■ **Required work**
Reproduce word for word the line that contains "[spot] the belt" and every line after it to the end of the records, with nothing else added.

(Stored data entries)
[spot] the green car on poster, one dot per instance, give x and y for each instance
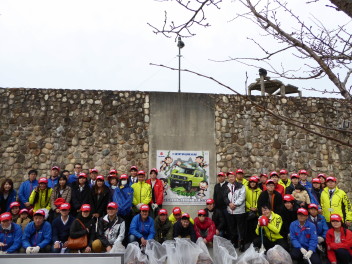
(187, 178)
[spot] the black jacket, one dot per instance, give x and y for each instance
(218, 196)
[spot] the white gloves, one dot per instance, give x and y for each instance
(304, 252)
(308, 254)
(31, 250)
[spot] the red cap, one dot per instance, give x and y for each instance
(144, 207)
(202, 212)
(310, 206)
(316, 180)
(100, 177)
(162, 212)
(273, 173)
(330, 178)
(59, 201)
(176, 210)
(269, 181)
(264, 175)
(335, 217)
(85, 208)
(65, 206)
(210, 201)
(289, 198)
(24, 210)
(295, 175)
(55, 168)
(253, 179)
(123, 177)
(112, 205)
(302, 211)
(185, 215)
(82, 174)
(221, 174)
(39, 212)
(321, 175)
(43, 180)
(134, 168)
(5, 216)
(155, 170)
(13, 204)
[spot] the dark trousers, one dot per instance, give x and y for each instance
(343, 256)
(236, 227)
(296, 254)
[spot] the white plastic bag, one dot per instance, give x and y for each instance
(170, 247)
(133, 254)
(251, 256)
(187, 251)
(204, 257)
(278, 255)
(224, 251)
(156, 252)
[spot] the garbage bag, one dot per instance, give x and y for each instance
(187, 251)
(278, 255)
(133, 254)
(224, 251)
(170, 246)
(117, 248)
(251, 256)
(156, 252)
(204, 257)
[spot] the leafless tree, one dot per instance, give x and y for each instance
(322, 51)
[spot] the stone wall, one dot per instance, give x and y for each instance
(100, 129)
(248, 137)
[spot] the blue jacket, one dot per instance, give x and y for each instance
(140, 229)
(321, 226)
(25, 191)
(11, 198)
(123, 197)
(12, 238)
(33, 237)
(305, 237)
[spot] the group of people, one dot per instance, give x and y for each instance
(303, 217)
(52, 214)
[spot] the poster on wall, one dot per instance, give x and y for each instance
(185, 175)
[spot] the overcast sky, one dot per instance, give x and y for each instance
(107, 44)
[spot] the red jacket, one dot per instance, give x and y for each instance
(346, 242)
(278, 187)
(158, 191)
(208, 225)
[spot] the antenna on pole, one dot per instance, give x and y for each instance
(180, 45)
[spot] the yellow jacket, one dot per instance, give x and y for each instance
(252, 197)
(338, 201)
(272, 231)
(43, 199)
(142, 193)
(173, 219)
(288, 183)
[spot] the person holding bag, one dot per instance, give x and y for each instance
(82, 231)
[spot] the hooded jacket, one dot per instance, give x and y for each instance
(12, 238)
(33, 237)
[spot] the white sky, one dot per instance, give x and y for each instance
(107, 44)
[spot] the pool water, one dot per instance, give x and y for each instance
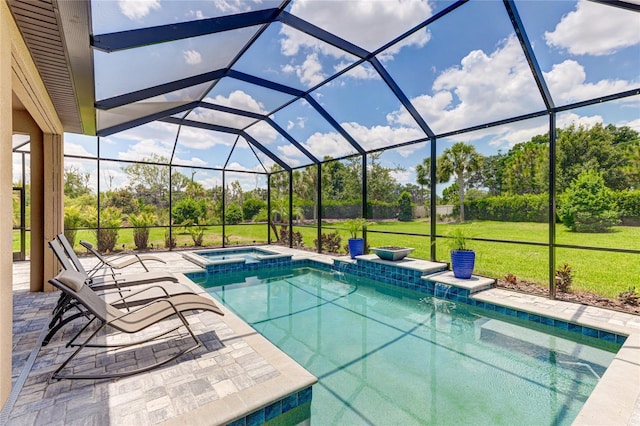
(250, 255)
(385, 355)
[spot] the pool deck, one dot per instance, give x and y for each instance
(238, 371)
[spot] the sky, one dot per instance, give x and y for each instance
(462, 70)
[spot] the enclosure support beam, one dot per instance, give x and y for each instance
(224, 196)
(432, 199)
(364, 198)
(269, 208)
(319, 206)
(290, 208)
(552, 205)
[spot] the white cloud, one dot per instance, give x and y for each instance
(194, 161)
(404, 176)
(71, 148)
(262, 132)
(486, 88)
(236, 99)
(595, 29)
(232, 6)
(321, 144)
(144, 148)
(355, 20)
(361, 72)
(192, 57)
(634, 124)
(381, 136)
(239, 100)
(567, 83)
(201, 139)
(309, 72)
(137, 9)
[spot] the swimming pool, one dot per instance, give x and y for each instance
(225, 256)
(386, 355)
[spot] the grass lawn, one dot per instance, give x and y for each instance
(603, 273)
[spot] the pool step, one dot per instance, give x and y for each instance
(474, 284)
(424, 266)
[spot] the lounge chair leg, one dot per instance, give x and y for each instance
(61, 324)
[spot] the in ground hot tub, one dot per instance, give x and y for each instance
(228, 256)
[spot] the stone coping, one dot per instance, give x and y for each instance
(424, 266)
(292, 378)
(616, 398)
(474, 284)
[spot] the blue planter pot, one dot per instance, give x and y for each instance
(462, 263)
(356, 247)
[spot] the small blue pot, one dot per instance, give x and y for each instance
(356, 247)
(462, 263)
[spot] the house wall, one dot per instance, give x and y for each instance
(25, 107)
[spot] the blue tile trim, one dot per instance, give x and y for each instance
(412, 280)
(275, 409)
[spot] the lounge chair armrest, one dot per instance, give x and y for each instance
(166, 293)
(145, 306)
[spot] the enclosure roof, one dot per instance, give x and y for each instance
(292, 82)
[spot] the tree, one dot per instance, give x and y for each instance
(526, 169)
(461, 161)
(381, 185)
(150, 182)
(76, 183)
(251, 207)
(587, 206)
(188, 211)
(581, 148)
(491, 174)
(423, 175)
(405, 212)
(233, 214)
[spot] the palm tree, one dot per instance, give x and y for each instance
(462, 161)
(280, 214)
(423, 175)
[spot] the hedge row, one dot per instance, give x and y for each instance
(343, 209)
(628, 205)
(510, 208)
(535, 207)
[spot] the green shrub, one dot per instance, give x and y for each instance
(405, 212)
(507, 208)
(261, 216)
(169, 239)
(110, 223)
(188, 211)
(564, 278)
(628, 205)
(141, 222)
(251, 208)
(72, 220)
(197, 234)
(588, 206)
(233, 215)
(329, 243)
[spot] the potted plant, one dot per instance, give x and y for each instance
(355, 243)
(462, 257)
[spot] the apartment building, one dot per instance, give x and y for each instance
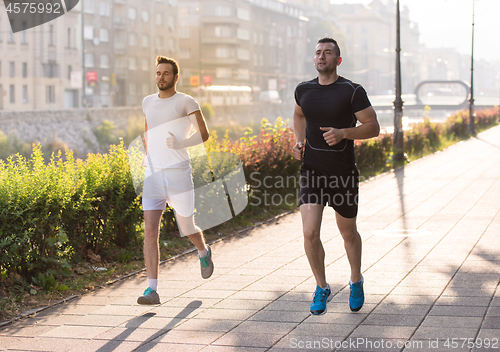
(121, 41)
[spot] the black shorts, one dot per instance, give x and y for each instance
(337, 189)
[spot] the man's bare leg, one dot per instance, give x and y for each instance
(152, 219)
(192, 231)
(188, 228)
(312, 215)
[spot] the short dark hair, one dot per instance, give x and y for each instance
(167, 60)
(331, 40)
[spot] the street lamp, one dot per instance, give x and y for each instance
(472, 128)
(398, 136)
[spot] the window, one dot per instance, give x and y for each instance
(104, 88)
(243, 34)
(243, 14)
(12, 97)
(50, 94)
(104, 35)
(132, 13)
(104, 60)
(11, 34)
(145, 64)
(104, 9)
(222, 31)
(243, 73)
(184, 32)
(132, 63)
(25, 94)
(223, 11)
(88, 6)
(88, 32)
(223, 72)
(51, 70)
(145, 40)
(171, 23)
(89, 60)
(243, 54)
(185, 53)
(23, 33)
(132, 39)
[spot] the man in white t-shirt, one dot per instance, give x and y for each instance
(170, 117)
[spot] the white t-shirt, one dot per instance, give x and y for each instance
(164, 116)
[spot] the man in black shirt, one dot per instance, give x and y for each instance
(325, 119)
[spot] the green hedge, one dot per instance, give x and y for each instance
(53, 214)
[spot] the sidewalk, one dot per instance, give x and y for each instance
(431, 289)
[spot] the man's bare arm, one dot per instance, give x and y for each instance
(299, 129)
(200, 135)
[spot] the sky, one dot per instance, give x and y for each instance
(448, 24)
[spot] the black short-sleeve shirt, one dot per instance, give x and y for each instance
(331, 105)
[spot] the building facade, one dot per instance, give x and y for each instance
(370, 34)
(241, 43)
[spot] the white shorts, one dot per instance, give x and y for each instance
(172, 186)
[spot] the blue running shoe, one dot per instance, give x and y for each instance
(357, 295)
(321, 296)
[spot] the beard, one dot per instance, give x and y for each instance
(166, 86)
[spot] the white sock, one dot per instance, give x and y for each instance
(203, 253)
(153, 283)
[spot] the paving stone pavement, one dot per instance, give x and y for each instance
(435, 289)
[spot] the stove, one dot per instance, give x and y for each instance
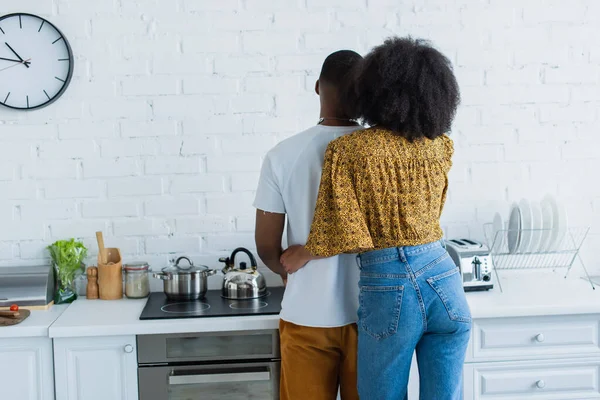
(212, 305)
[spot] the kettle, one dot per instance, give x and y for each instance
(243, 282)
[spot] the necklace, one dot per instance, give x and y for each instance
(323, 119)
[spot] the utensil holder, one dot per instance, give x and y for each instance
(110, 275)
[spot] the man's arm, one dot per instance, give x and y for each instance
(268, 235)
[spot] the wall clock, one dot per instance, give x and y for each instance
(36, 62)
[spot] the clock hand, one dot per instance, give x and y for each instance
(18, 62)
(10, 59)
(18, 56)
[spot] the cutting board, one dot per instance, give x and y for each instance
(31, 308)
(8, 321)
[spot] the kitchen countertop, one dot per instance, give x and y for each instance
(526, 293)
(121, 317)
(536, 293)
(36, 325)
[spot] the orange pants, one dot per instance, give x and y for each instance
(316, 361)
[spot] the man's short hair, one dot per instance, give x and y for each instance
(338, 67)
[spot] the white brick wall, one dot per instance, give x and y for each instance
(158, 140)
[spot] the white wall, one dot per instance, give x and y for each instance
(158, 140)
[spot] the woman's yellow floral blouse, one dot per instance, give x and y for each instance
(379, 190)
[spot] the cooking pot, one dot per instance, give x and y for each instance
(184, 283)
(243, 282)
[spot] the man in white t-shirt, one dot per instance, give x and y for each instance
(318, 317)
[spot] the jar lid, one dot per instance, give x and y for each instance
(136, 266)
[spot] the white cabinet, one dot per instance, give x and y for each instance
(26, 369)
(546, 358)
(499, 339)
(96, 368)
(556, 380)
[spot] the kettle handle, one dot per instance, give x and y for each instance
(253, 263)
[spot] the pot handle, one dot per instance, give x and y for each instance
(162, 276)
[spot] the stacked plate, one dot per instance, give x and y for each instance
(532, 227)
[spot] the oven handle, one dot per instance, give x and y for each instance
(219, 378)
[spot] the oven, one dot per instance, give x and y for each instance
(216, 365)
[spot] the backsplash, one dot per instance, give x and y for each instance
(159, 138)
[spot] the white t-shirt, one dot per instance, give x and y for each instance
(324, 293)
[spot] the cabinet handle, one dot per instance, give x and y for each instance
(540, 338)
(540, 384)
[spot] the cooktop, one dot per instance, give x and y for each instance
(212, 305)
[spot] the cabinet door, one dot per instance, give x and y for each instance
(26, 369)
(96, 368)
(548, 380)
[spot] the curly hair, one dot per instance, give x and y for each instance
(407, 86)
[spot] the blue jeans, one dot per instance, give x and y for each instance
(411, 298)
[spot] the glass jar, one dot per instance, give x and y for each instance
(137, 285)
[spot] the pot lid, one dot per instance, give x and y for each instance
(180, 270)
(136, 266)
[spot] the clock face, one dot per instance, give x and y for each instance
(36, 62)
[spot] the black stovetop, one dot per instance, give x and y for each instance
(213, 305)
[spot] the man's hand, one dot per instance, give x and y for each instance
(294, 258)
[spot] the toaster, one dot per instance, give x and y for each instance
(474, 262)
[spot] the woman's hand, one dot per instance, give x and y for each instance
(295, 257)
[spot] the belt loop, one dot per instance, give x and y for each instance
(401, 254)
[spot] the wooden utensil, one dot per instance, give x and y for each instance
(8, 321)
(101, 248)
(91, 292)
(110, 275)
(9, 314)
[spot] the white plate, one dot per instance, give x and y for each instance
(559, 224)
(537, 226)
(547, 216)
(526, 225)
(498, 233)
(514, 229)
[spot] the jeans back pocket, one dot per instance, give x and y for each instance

■ **Expected answer**
[spot] the belt loop, one dot per instance, give x and y for each instance
(401, 254)
[spot] the wooden utensil, one dot per instance, give x and y for each instance
(8, 321)
(101, 248)
(91, 292)
(110, 275)
(9, 314)
[spot] the white plate, one dot per instance, give x and y for each instance
(559, 224)
(537, 226)
(547, 216)
(526, 225)
(498, 233)
(514, 229)
[spot] the jeans back pocket, one dot per instance, give x and y for each instance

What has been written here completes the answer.